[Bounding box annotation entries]
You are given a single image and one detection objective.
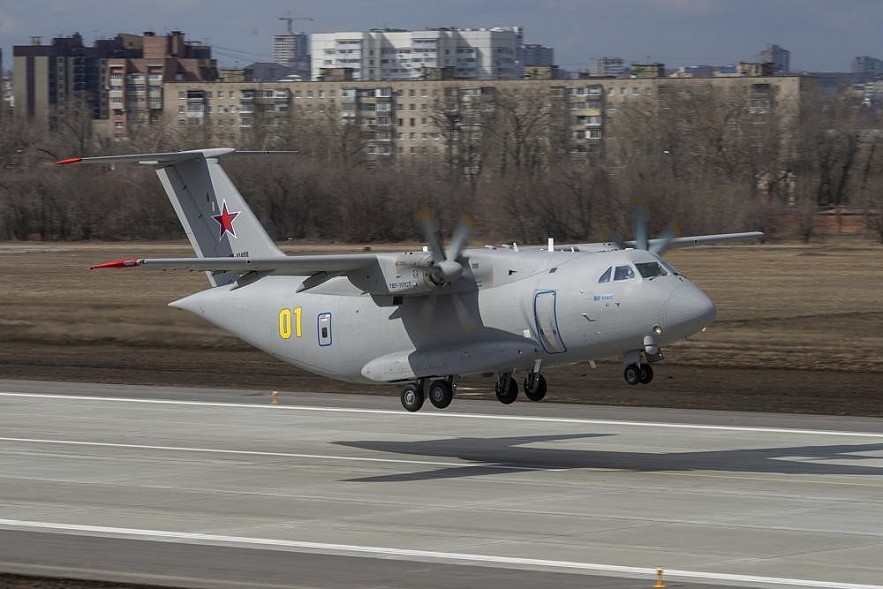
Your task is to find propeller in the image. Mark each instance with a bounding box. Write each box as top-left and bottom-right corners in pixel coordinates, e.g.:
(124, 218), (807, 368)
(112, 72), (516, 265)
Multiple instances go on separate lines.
(417, 210), (476, 331)
(417, 210), (472, 286)
(628, 206), (675, 255)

| PROBLEM STATEMENT |
Recast the rows above as a JSON list of strings, one string per line, with blank lines omitted. Leave the pictures out.

| REPLY TO THE TASK |
[
  "You are given a single image and one detection objective.",
  "Your task is to find propeller in the image. Mark each instance with a bounding box. Write each box as top-left and bottom-right corners in pixel coordinates, e.g.:",
  "(124, 218), (807, 368)",
  "(112, 72), (516, 265)",
  "Multiple instances go on separate lines.",
  "(417, 210), (476, 331)",
  "(417, 210), (472, 286)",
  "(628, 206), (675, 255)"
]